What the task asks: Only the lines from the one that contains "Pick out every instance of the elderly" to the end of the material below are wanted, each duplicated exactly.

Material for this task:
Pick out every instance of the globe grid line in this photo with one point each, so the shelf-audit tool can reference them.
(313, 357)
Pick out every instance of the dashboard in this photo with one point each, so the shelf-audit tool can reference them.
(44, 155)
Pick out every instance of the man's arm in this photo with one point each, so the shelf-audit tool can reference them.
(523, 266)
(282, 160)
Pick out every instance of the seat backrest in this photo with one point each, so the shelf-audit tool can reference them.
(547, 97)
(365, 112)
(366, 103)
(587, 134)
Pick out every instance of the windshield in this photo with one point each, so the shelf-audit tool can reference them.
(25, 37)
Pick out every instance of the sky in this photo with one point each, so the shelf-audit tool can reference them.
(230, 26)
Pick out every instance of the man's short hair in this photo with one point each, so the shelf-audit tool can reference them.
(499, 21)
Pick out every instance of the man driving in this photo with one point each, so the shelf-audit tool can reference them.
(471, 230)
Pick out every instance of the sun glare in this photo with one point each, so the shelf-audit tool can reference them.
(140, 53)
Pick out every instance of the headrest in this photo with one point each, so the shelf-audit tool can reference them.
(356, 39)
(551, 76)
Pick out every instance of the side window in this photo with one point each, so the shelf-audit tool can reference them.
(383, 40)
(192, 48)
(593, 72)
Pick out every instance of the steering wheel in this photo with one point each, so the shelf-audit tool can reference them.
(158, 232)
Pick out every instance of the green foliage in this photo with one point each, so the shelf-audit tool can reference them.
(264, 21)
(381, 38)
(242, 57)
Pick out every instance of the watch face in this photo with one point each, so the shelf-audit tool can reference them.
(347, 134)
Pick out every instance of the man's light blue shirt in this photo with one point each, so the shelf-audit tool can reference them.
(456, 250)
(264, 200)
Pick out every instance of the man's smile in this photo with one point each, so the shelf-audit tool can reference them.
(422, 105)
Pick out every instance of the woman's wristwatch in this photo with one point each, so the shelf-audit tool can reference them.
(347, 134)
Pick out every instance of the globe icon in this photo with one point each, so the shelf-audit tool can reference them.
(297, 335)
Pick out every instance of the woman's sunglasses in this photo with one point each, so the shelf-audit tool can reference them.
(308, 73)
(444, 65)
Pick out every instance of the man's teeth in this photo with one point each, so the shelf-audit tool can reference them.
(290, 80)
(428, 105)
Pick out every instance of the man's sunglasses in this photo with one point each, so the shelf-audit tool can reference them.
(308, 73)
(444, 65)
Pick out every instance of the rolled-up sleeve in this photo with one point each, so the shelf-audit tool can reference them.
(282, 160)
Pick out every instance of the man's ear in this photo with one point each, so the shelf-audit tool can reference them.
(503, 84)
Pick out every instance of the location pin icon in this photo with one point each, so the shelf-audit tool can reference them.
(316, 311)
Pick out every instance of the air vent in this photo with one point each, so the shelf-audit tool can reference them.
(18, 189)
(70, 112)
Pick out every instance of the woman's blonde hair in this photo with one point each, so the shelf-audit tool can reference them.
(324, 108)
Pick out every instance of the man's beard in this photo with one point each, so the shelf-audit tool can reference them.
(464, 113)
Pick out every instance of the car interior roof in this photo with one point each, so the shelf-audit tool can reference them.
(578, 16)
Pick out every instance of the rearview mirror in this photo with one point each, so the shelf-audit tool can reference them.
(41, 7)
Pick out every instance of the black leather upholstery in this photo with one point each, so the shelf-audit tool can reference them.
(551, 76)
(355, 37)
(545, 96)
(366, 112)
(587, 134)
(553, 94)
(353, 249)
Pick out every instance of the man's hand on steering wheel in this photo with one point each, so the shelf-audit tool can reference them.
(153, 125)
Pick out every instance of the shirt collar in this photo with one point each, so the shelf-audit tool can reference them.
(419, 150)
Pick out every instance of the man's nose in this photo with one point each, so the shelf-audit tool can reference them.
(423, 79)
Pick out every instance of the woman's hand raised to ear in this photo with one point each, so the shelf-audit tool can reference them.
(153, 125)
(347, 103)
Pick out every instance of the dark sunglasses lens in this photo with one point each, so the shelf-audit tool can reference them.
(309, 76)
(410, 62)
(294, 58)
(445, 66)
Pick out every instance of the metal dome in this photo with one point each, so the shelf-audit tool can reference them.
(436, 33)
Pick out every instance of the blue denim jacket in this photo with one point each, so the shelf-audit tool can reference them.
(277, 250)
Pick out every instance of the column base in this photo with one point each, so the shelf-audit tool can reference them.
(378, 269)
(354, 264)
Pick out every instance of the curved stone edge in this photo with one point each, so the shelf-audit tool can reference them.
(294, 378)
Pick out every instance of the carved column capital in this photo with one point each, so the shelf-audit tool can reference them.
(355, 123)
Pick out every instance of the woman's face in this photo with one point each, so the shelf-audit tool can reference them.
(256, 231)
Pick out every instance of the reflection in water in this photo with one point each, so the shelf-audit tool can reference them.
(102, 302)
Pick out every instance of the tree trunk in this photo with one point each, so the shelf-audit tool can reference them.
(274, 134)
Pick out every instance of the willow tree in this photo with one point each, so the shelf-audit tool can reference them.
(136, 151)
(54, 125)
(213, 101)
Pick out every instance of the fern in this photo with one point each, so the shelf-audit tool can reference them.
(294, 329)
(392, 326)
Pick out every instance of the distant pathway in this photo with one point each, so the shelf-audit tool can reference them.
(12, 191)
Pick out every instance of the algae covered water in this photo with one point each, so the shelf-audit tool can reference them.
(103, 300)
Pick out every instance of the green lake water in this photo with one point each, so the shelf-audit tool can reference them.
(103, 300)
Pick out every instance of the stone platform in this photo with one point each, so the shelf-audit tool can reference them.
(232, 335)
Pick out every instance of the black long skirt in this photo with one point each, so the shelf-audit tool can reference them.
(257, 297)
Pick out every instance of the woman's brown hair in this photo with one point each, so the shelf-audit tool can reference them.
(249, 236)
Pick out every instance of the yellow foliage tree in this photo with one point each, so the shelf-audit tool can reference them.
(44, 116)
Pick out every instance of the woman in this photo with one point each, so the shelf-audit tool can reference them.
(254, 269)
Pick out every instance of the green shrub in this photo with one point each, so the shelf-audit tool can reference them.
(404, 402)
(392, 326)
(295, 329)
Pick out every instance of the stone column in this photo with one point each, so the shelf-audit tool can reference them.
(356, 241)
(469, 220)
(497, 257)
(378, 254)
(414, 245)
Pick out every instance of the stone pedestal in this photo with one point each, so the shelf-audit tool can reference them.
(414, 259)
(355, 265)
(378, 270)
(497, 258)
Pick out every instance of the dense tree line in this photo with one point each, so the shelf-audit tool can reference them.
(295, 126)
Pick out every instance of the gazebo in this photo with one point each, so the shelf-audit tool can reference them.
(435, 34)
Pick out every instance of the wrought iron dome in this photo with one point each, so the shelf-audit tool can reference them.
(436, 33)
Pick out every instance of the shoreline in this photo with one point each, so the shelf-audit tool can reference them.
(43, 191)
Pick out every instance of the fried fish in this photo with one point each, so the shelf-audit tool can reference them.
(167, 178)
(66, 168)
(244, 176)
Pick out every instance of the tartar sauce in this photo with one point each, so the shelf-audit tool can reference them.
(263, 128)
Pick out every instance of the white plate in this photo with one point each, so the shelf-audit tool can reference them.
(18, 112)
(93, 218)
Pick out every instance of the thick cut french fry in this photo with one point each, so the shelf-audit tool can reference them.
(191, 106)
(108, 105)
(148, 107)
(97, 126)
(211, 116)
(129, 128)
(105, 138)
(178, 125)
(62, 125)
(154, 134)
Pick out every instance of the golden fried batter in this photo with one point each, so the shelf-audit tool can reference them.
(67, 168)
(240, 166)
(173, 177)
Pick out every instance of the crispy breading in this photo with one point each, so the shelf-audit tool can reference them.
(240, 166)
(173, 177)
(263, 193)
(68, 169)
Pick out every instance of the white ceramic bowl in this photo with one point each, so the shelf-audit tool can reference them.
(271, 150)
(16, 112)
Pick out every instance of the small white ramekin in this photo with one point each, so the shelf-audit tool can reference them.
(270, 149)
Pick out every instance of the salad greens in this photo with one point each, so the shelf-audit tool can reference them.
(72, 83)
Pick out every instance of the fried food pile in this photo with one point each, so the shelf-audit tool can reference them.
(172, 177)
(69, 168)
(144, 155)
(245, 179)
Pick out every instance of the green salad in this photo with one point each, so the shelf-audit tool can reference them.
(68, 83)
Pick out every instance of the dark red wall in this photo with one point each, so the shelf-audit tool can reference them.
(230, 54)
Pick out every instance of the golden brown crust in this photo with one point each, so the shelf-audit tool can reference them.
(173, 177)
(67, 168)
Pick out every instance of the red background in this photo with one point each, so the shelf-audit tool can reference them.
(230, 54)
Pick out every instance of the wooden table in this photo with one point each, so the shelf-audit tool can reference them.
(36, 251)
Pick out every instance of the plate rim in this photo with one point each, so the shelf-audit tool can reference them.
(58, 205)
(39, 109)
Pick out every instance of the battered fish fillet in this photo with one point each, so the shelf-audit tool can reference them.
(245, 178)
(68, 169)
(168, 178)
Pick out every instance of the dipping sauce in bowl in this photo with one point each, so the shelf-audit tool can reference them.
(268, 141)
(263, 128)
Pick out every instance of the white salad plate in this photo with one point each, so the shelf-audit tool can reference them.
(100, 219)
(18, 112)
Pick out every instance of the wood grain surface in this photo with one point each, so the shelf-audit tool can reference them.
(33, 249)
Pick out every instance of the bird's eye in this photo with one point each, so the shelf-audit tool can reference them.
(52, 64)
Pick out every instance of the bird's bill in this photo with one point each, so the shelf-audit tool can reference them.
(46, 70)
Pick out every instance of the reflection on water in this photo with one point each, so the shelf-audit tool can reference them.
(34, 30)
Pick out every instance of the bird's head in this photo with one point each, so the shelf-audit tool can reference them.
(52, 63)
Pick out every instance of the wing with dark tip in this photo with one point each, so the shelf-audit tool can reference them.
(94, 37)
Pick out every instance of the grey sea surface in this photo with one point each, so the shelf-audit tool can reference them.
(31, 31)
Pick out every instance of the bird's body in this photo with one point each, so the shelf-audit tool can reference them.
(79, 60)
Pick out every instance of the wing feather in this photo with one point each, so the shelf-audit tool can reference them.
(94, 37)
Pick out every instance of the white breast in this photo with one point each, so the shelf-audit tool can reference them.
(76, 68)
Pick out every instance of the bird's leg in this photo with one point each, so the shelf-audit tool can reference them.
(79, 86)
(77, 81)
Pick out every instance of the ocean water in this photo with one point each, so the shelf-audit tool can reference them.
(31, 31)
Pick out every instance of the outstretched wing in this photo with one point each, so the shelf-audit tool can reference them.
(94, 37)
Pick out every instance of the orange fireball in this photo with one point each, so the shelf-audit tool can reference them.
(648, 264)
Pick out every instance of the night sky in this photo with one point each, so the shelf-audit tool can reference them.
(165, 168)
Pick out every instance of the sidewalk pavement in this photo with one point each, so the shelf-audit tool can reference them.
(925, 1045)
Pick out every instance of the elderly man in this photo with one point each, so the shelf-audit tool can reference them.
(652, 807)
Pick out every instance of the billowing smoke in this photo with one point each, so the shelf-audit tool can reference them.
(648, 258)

Task response:
Pick out every instance of the elderly man in this photo with one point each, so the shelf-audit tool can reference them.
(652, 807)
Pick out every instance of the billowing smoke in this photo with one point each, so the shelf-audit tool can reference them.
(648, 258)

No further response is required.